Problems to work on:
(1) Transcribe the part of the passage on antibiotic use in farming starting at "Genetic studies of" and ending at "brain and other infections.".
(2) In the passage on antibiotic use in farming, how much did Dr. McKean estimate a ban on most nontreatment uses of antibiotics would raise the cost of pork?

Text passage:
+++++
Resistance can evolve whenever drugs are used against bacteria or other microbes because substrains that are less susceptible to the treatment will survive and multiply.
Drug use in humans, including overuse and misapplication, clearly accounts for a large share of the surge in antibiotic resistant infections, a huge problem in hospitals in particular. Yet biologists and infectious disease specialists say there is also enormous circumstantial and genetic evidence that antibiotics in farming are adding to the threat.
Livestock and poultry have been identified as the most likely sources of drug-resistant strains of microbes like salmonella and campylobacter that have caused outbreaks of severe intestinal illness in people and of E. coli strains that cause serious bladder, blood and other infections. (Resistant strains have not been implicated in the recent outbreak of salmonella contamination in eggs.)
In a letter to Congress in July, Dr. Thomas R. Frieden, director of the Centers for Disease Control and Prevention, cited “compelling evidence” of a “clear link between antibiotic use in animals and antibiotic resistance in humans.”
As drug-resistant strains of microbes evolve on the farms, they are passed along in meat sold in grocery stores. They can infect people as they handle the uncooked product or when eating, if cooking is not thorough. The dangerous strains can also enter the environment via manure or the clothes of farm workers.
Genetic studies of drug-resistant E. coli strains found on poultry and beef in grocery stores and strains in sick patients have found them to be virtually identical, and further evidence also indicated that the resistant microbes evolved on farms and were transferred to consumers, said Dr. James R. Johnson, an infectious-disease expert at the University of Minnesota. Hospitals now find that up to 30 percent of urinary infections do not respond to the front-line treatments, ciprofloxacin and the drug known as Bactrim or Septra, and that resistance to key newer antibiotics is also emerging. E. coli is also implicated in serious blood, brain and other infections.
“For those of us in the public health community, the evidence is unambiguously clear,” Dr. Johnson said. “Most of the E. coli resistance in humans can be traced to food-animal sources.”
The proposed Food and Drug Administration guidelines focus on the use of antibiotics to speed growth. Just how antibiotics have this effect, which has been known for decades, is unclear, but scientists suspect that the drugs improve the absorption of nutrients as they prevent low-grade disease.
Mr. Rowles, the proprietor of Elite Pork and a trained veterinarian himself, estimates that by feeding his pigs an antibiotic in their final months he is saving $1 to $3 per animal in feed costs. For the consumer, this is negligible, but from his perspective it looms larger because, he said, in good years his net profit is only $7 to $10 per animal.
More contentious is the routine use of antibiotics to prevent disease, as Mr. Rowles and other pork producers do with newly weaned pigs.
Dr. James McKean, an extension veterinarian at Iowa State University, said experience in Denmark, Europe’s leading pork producer, showed that ending the practice would result in more illness, suffering and death among pigs, and cause a jump in antibiotic treatments of actual disease.
Dr. McKean estimated that a ban on most nontreatment uses of antibiotics would raise the cost of pork by 5 cents a pound.
Others counter that farmers in Denmark have learned to hold down illness in young pigs by extending the weaning period, altering feeds and providing more space and veterinary scrutiny of the animals. Some of the drugs used in prevention by farmers like Mr. Rowles would also be permitted under the measure before Congress because they are not used in human medicine.
“In the end, the producers will do what is right,” Mr. Rowles said. “We will make sure we deliver a product that meets the needs of consumers.”
“My only concern is that we make decisions in a scientific fashion, not a political fashion,” he said.
+++++
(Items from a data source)
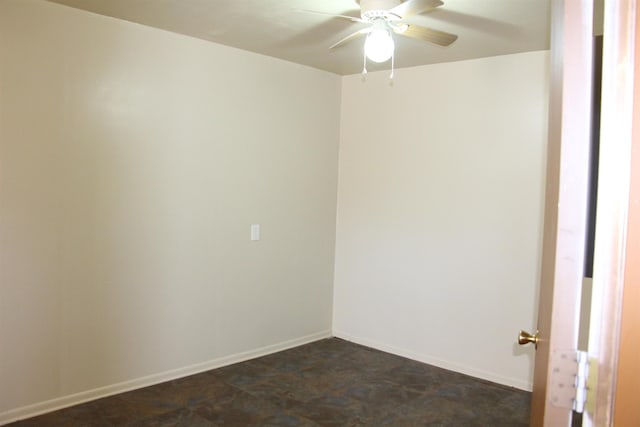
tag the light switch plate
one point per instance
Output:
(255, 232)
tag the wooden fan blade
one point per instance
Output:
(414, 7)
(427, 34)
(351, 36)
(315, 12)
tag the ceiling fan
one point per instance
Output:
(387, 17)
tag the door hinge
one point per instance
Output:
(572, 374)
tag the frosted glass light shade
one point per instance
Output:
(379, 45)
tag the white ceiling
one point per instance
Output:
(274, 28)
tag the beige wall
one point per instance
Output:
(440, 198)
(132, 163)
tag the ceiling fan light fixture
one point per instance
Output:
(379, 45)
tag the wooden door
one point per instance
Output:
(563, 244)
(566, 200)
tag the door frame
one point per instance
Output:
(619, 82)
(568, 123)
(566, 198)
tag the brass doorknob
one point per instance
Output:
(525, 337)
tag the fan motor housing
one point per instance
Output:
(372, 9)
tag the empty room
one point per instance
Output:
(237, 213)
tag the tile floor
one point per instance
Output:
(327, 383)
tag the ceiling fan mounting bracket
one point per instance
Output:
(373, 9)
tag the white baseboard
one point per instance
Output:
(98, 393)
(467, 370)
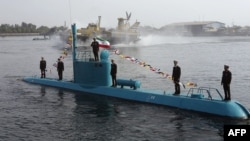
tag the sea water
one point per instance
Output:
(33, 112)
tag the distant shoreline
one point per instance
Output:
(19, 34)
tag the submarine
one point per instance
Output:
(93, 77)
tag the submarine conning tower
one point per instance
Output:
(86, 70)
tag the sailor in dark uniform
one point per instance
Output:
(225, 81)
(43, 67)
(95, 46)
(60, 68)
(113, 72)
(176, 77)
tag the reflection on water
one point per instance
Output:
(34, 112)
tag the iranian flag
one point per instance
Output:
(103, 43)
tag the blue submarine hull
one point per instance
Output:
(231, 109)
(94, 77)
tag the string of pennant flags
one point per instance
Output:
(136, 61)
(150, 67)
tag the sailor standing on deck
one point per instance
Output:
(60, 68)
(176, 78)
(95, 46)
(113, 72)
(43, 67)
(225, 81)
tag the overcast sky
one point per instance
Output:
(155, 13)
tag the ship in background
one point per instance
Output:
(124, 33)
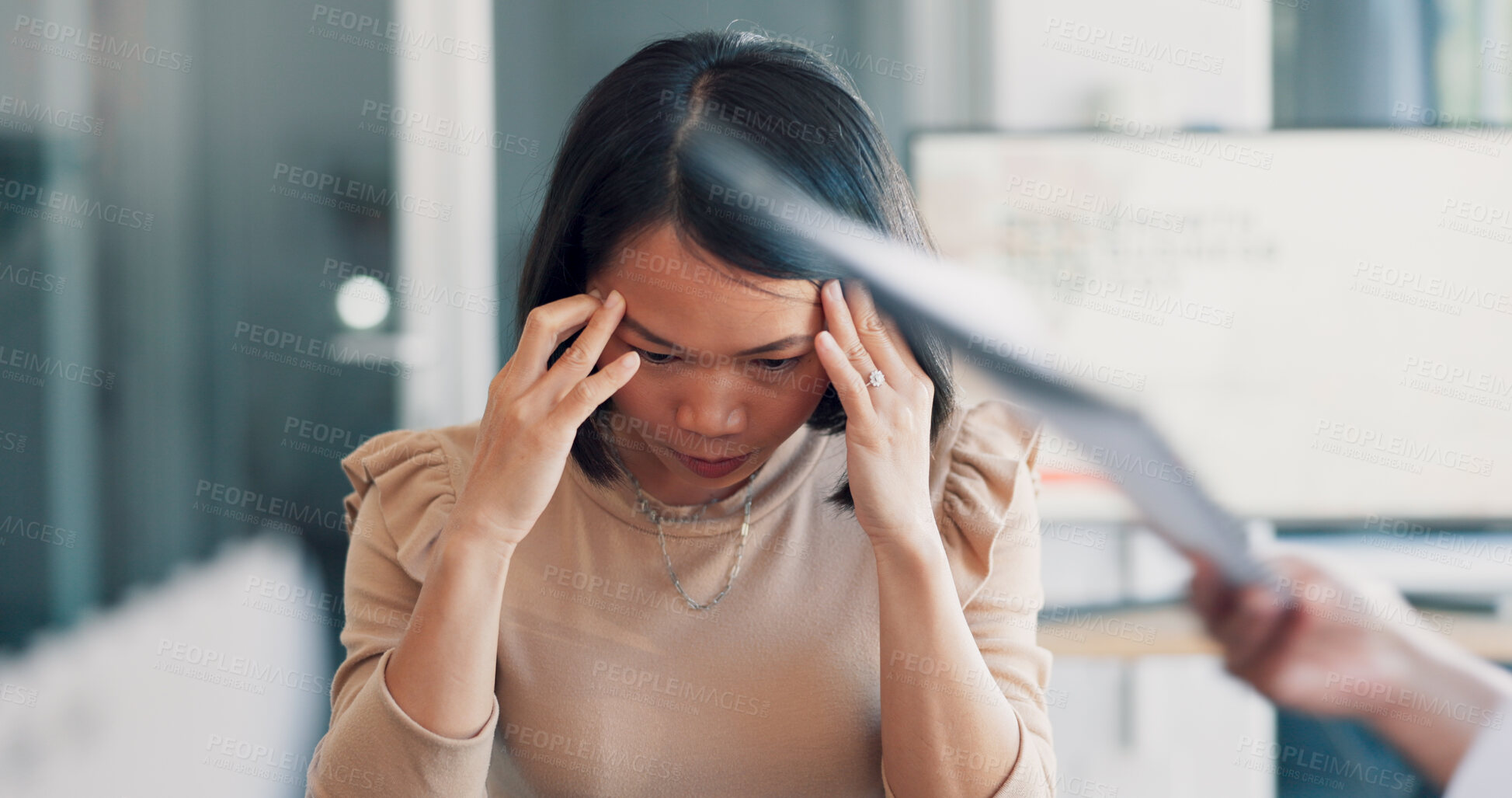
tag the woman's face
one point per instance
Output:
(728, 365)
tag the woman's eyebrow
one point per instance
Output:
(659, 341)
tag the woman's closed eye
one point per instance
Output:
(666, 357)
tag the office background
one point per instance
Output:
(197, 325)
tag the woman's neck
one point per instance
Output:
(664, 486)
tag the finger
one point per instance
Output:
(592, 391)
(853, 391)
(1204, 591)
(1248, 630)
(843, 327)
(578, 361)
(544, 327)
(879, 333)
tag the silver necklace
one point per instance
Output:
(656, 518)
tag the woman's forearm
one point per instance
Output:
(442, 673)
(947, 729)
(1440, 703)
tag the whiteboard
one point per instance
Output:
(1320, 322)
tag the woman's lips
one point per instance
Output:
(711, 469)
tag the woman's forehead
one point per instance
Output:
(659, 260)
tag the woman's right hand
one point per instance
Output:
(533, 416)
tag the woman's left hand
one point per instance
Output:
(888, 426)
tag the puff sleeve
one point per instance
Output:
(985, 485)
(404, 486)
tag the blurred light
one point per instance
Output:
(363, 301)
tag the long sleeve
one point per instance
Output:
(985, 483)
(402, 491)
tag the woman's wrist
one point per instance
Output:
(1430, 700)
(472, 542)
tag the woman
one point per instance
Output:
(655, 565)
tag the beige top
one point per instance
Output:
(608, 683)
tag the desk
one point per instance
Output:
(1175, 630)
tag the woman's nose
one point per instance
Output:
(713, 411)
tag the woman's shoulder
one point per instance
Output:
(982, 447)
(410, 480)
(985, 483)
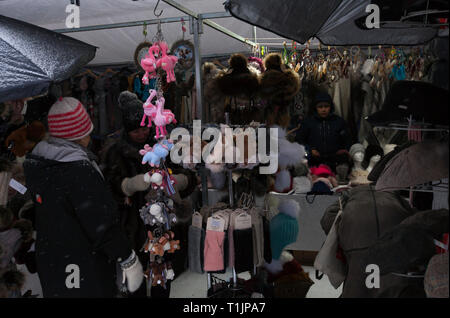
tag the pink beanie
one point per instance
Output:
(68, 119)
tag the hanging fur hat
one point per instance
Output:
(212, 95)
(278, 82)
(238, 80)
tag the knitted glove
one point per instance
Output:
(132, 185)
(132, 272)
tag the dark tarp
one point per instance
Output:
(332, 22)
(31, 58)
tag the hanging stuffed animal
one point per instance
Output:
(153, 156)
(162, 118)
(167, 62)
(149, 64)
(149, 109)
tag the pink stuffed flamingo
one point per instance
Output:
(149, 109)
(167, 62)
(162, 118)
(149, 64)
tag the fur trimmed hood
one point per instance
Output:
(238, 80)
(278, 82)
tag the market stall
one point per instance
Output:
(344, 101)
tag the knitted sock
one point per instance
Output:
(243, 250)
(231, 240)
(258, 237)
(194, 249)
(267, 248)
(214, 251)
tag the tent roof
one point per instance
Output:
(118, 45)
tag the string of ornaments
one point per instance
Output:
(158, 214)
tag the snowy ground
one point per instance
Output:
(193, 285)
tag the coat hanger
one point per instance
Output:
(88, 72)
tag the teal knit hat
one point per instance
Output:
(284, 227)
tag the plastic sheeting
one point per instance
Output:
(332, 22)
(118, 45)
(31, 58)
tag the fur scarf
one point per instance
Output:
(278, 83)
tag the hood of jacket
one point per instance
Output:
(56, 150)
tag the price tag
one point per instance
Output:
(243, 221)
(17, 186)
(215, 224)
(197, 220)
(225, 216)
+++++
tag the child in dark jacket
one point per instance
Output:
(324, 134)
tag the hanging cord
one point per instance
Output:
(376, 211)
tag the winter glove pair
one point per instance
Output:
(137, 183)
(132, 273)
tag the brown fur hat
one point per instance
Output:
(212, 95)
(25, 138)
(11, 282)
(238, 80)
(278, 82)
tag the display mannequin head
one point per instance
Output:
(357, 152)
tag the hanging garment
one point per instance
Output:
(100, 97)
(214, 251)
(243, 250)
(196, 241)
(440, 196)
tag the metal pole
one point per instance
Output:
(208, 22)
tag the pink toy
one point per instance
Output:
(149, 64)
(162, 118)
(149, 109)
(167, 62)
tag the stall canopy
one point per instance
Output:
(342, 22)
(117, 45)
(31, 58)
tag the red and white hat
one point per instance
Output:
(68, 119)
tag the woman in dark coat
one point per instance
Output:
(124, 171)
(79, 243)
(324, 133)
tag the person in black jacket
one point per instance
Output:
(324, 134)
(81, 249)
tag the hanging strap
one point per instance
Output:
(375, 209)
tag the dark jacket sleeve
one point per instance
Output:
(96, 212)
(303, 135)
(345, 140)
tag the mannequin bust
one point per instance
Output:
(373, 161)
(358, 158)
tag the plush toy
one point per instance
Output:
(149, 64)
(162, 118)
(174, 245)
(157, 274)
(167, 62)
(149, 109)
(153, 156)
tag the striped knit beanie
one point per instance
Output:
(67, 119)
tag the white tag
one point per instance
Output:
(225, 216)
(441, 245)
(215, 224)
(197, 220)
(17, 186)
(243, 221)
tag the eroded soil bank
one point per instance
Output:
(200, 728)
+++++
Set of answers:
(1)
Genetic studies of drug-resistant E. coli strains found on poultry and beef in grocery stores and strains in sick patients have found them to be virtually identical, and further evidence also indicated that the resistant microbes evolved on farms and were transferred to consumers, said Dr. James R. Johnson, an infectious-disease expert at the University of Minnesota. Hospitals now find that up to 30 percent of urinary infections do not respond to the front-line treatments, ciprofloxacin and the drug known as Bactrim or Septra, and that resistance to key newer antibiotics is also emerging. E. coli is also implicated in serious blood, brain and other infections.

(2) 5 cents a pound.